Work instructions: Rewrite the stretch of records from the start through the line that contains "<point>183,10</point>", changing "red brick" to "clay brick" and leaving everything else as it is.

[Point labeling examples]
_ _ _
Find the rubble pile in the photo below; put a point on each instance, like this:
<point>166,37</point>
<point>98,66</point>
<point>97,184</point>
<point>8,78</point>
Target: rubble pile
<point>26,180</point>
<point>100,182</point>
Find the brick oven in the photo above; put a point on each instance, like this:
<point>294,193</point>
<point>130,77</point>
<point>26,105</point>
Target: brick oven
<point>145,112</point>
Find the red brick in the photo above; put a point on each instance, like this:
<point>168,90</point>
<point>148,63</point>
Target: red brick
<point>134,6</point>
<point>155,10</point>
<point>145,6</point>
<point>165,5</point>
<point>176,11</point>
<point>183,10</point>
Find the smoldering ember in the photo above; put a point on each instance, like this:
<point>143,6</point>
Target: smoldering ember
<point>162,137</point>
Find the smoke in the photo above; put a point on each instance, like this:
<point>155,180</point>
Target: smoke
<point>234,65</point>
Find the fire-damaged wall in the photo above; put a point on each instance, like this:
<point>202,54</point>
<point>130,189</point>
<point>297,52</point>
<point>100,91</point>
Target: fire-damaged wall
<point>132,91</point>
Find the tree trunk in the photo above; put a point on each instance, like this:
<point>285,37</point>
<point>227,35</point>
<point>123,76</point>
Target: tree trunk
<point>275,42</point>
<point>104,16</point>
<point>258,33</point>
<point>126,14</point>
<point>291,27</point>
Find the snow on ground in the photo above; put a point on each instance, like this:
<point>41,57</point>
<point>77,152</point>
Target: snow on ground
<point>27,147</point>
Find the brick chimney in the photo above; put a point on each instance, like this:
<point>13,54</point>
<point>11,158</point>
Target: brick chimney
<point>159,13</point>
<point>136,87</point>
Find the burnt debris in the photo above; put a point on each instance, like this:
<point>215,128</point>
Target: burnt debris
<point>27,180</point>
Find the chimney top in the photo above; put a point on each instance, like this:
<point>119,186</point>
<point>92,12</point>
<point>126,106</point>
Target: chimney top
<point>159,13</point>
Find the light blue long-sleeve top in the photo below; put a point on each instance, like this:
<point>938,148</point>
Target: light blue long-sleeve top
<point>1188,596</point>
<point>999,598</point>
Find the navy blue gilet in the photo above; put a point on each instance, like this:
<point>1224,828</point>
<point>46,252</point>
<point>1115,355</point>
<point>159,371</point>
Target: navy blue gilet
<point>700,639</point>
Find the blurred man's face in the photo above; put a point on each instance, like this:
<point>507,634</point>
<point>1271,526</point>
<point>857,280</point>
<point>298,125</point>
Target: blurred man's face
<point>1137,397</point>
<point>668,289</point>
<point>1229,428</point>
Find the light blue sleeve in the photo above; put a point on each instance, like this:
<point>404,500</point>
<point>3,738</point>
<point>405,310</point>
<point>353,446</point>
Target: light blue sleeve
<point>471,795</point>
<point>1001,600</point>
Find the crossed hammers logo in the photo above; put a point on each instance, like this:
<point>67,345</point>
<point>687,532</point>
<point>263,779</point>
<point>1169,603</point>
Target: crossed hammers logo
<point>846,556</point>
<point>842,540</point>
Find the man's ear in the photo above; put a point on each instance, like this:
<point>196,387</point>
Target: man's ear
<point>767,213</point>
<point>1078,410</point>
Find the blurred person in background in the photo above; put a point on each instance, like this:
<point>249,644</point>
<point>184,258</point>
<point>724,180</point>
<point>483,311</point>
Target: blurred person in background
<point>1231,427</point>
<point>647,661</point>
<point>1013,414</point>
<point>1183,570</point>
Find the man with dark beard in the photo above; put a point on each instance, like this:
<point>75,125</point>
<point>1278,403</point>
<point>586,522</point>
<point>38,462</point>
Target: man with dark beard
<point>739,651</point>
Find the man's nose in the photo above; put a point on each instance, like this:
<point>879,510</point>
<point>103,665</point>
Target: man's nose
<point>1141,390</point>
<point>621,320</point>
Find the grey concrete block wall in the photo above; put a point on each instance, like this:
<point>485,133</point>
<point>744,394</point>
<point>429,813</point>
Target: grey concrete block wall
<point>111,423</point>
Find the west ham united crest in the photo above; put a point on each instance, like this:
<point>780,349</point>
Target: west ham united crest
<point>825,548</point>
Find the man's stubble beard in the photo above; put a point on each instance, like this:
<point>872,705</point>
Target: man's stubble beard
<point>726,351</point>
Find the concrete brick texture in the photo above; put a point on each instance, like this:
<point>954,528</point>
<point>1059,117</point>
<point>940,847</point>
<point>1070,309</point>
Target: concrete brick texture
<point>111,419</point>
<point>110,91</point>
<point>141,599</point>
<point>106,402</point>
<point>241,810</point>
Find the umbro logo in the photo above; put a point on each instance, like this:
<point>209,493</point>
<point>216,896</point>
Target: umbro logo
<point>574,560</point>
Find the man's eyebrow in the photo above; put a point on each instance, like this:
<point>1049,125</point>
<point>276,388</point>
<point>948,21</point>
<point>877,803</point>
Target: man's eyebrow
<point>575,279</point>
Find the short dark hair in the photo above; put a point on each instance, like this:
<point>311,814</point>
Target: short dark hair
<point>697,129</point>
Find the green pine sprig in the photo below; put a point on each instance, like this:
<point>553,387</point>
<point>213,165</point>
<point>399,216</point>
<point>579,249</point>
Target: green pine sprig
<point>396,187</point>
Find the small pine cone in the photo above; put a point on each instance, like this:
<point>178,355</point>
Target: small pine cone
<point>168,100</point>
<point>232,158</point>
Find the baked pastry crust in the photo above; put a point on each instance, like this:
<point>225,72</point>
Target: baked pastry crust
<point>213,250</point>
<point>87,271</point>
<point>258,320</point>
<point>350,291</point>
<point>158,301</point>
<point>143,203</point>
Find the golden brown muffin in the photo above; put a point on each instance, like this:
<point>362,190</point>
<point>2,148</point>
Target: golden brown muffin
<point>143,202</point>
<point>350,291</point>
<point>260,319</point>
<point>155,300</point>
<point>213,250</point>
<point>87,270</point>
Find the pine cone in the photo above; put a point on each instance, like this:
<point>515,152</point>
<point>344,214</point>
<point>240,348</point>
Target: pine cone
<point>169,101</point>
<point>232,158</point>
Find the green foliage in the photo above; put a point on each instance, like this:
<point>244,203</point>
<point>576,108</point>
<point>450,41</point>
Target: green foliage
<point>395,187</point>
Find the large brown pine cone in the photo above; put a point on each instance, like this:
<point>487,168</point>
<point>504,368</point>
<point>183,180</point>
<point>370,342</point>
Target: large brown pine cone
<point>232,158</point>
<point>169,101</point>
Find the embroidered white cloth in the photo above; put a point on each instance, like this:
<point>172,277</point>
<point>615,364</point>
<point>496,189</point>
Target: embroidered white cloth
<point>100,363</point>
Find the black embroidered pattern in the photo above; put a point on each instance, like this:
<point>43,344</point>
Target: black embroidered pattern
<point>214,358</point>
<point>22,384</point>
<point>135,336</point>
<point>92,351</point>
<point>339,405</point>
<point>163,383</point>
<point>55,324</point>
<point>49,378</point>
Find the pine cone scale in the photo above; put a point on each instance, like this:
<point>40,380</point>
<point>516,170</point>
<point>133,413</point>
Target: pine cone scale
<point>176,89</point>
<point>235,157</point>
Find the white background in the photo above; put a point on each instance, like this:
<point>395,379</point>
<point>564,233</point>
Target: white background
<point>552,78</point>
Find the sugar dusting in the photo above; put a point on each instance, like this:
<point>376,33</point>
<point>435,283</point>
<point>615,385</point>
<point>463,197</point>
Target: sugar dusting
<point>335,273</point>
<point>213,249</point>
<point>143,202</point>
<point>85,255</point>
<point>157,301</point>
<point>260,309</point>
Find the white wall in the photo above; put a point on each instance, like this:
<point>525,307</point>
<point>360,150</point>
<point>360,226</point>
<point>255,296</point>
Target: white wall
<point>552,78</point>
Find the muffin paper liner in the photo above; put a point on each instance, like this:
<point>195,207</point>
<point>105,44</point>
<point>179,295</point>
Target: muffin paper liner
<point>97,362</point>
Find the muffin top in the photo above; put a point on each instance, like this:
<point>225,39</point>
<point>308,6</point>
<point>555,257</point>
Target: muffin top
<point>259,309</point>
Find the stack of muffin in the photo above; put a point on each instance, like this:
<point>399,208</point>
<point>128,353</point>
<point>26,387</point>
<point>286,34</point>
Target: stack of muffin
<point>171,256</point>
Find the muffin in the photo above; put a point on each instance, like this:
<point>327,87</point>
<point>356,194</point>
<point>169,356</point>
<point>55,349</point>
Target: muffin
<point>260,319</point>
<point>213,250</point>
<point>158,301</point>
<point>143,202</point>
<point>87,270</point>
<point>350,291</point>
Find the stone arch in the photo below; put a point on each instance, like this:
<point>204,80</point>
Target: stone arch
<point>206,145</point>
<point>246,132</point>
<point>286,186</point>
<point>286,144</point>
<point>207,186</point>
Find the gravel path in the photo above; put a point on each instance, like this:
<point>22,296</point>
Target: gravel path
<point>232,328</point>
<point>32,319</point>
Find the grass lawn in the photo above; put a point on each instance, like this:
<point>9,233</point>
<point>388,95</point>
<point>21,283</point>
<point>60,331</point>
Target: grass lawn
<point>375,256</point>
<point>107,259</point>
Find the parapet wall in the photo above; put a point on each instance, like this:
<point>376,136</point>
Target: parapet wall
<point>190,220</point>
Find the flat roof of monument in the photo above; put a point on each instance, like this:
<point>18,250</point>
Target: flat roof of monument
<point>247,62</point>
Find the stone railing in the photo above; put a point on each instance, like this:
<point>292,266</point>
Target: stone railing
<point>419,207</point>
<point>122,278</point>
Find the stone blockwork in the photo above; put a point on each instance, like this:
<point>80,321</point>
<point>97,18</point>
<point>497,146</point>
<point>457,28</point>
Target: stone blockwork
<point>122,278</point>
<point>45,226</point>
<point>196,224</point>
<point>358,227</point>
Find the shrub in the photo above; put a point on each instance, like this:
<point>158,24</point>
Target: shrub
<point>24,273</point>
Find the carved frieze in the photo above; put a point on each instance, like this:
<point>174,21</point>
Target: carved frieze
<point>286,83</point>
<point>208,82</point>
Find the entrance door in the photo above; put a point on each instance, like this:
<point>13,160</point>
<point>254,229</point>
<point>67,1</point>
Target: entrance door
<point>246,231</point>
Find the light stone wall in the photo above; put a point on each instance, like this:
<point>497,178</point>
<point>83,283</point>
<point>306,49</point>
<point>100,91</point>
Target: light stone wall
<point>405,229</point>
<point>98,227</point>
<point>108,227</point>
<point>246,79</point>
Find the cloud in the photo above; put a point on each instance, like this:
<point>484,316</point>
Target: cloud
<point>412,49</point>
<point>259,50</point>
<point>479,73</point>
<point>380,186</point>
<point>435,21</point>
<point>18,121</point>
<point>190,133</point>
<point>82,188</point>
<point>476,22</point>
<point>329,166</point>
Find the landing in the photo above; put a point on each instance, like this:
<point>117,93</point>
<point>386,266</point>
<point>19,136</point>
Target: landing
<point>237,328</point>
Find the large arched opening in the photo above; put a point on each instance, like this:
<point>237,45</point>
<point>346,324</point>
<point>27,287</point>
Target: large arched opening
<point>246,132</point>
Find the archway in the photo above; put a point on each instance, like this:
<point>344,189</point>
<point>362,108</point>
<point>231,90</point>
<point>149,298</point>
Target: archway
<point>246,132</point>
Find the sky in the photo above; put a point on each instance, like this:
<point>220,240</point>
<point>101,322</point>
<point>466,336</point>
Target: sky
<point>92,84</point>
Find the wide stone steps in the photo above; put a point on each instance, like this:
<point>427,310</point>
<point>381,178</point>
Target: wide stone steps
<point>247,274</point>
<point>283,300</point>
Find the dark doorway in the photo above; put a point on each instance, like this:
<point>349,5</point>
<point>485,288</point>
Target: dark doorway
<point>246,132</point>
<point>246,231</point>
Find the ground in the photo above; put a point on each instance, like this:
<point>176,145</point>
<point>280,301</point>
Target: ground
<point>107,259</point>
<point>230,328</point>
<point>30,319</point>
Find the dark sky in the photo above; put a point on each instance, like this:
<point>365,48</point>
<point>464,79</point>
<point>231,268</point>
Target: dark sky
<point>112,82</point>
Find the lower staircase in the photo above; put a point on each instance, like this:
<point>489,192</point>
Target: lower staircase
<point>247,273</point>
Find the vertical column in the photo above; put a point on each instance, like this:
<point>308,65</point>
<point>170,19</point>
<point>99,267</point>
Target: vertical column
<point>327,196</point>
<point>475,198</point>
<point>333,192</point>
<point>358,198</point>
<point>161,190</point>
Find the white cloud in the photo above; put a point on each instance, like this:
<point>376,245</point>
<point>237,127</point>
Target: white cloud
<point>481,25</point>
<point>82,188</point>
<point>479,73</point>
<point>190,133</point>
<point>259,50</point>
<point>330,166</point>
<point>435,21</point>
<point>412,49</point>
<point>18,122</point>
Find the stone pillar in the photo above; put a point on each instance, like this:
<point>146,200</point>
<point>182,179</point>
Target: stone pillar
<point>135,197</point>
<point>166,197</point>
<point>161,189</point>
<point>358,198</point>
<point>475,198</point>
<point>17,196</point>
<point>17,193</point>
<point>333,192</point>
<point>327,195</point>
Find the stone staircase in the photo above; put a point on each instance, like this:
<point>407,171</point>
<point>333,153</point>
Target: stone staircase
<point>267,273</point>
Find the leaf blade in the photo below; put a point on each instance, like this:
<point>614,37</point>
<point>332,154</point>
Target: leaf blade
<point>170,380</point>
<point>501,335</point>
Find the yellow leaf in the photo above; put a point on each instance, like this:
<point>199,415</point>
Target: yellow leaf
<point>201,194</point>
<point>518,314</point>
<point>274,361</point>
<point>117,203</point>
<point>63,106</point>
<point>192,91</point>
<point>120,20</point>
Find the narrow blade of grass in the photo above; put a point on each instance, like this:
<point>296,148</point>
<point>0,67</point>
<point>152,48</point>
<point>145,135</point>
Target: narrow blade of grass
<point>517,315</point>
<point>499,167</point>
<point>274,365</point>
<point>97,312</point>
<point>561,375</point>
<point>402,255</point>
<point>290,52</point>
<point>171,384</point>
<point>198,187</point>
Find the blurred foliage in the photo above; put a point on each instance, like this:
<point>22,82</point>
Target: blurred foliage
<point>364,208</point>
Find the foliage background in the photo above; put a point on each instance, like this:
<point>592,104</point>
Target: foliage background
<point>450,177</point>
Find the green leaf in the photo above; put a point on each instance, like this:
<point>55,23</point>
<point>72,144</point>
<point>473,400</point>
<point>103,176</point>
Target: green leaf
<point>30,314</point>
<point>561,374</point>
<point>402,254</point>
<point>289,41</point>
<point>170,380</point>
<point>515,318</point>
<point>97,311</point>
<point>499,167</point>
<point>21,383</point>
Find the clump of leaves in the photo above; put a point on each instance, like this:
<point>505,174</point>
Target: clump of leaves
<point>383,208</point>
_ _ _
Task output:
Find the rubble pile in the photo below; put a point on each instance, like this:
<point>166,37</point>
<point>98,66</point>
<point>97,184</point>
<point>8,78</point>
Target: rubble pile
<point>26,180</point>
<point>100,182</point>
Find the brick oven in the photo above; put a point on each instance, like this:
<point>294,193</point>
<point>130,77</point>
<point>26,105</point>
Target: brick oven
<point>145,112</point>
Find the clay brick in the photo above; put a point on each instance, like this:
<point>168,90</point>
<point>148,63</point>
Target: clay brick
<point>134,6</point>
<point>155,10</point>
<point>145,6</point>
<point>165,5</point>
<point>176,11</point>
<point>183,10</point>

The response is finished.